***** Supplied entries

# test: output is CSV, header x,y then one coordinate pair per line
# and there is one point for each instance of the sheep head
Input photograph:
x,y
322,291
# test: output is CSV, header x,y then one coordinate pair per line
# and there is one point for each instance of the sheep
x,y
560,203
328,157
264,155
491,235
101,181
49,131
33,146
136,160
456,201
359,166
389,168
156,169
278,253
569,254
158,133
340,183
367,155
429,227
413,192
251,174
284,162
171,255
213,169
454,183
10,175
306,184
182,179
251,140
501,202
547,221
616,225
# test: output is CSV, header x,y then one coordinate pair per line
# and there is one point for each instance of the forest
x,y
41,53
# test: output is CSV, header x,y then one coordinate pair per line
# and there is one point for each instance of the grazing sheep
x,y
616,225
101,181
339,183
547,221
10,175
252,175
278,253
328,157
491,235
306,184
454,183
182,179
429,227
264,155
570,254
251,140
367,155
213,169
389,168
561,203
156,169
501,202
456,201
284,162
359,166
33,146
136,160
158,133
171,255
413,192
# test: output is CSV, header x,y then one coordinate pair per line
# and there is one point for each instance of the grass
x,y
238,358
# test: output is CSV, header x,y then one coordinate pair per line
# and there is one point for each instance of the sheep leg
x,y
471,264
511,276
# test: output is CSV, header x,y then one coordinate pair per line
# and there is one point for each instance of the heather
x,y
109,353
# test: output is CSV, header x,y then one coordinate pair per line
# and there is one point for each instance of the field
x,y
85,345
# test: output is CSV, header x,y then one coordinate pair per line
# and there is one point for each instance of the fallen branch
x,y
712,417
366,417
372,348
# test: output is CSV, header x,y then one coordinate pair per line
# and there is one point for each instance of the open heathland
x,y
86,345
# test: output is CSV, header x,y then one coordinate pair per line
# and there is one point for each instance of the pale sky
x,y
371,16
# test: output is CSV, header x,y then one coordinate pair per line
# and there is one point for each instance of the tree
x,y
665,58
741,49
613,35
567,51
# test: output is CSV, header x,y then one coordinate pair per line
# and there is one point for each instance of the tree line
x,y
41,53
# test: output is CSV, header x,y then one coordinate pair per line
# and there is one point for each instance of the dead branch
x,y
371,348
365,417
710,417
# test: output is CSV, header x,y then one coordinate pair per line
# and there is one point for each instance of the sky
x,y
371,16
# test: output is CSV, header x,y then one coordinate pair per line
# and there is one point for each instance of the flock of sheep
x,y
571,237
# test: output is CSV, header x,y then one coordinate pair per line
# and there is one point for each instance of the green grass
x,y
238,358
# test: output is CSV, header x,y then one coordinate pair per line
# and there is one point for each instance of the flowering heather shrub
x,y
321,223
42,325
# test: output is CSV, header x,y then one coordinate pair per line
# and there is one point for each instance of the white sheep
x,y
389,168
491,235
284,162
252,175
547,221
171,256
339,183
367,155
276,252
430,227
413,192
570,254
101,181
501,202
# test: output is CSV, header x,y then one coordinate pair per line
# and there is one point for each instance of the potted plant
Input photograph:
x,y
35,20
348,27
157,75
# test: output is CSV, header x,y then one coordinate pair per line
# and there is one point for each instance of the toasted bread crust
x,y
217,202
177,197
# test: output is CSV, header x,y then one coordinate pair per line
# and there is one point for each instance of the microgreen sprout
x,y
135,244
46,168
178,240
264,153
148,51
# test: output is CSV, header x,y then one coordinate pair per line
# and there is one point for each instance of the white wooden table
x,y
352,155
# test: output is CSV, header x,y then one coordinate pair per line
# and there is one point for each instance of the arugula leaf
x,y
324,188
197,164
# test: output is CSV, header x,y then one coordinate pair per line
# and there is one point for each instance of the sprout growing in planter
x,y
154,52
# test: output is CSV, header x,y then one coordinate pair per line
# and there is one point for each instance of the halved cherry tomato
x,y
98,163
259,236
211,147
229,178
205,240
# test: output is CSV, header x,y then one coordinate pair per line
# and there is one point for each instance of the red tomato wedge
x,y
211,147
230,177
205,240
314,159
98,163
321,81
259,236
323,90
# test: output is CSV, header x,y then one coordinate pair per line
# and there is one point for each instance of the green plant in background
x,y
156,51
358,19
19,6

**********

*What you need to do*:
Give every line of the material again, exactly as it reads.

*Answer for this exercise*:
# test: output is CSV, header x,y then one coordinate pair per line
# and there is one point for each instance of the sheep head
Input photograph:
x,y
322,291
# test: output is CSV, header x,y then one coordinate pair per line
# and there is one point for each instance of the sheep
x,y
560,203
328,157
264,155
491,235
101,181
49,131
33,146
136,160
456,201
359,166
389,168
156,169
278,253
569,254
158,133
340,183
367,155
429,227
413,192
251,174
284,162
171,255
213,169
454,183
10,175
306,184
182,179
251,140
501,202
547,221
616,225
# test: output is CSV, header x,y then one coordinate pair per line
# and there is one point for each instance of the forest
x,y
41,53
# test: output is CSV, header x,y then one coordinate pair per line
# and there is one point for each instance of the grazing sheep
x,y
616,225
101,181
339,183
547,221
10,175
252,175
278,253
328,157
491,235
306,184
454,183
182,179
429,227
264,155
570,254
251,140
367,155
213,169
389,168
561,203
156,169
501,202
456,201
284,162
359,166
33,146
136,160
158,133
171,255
413,192
# test: output is CSV, header x,y then one coordinate pair per line
# and there is one point for each instance of the grass
x,y
238,358
# test: output is CSV, header x,y then one coordinate pair per line
# and there is one point for each instance of the sheep leg
x,y
471,264
511,276
# test: output is CSV, header x,y then one coordinate pair per line
# and there is one point for each instance of the heather
x,y
109,353
# test: output is CSV, header x,y then one coordinate pair per line
# and there is one point for each instance of the field
x,y
85,345
# test: output is CSV, header x,y then one coordinate pair per line
# and there is one point for each instance of the fallen branch
x,y
712,417
366,417
372,348
# test: output is CSV, header x,y then one coordinate pair per line
# and there is one point for each instance of the open heathland
x,y
86,345
# test: output is CSV, header x,y then one coordinate pair per line
# and there is one point for each instance of the pale sky
x,y
371,16
# test: output is CSV, header x,y then one coordinate pair per line
# and there is one point for each instance of the tree
x,y
665,58
741,49
613,35
567,51
# test: output is CSV, header x,y then one coordinate pair per line
# and there is one point for each instance of the tree line
x,y
41,53
# test: output is CSV, header x,y then one coordinate pair per line
# and there is one point for each instance of the dead branch
x,y
371,348
365,417
710,417
# test: output is CSV, header x,y then one coordinate pair per line
# and there is one point for each instance of the sky
x,y
371,16
# test: output is CSV, header x,y then one coordinate pair per line
# and there is one point for each instance of the flock of sheep
x,y
571,237
# test: output is CSV, header x,y then one coordinate pair per line
# and there is one point for each instance of the green grass
x,y
238,358
# test: output is CSV, header x,y then one coordinate pair per line
# and there is one point for each instance of the flowering heather shrub
x,y
321,223
42,325
# test: output is CSV, header x,y then one coordinate pair per line
# and there is one point for each instance of the white sheep
x,y
389,168
491,235
284,162
252,175
547,221
171,256
339,183
367,155
276,252
430,227
413,192
570,254
101,181
501,202
# test: output is CSV, header x,y then one coordinate pair per line
# and there is one point for each instance of the potted plant
Input photograph:
x,y
35,20
348,27
157,75
# test: output is CSV, header x,y then one coordinate pair per line
# and there is one point for each instance of the toasted bread crust
x,y
217,202
177,197
# test: output is CSV, header x,y then one coordinate pair per line
# and there is one point for each instance of the microgreen sprout
x,y
135,244
46,168
178,240
264,153
148,51
# test: output is CSV, header x,y then one coordinate pair per line
# and there is one point for each instance of the white wooden table
x,y
352,155
# test: output is CSV, header x,y then one coordinate pair per line
# and there is one point for each instance of the arugula leaf
x,y
324,188
197,164
# test: output is CSV, header x,y then one coordinate pair per line
# and there is one point for each instance of the sprout growing in planter
x,y
154,52
# test: output is CSV, header x,y then one coordinate pair per line
# and there is one point for each instance of the halved cherry tomato
x,y
98,163
259,236
211,147
229,178
205,240
# test: output is CSV, header x,y then one coordinate pair per line
# and there is one point for each instance of the red tomato wedge
x,y
211,147
230,177
205,240
314,159
98,163
321,81
259,236
323,90
# test: output is CSV, header x,y then one coordinate pair per line
# and there is one point for each instance of the green plant in background
x,y
156,51
358,19
19,6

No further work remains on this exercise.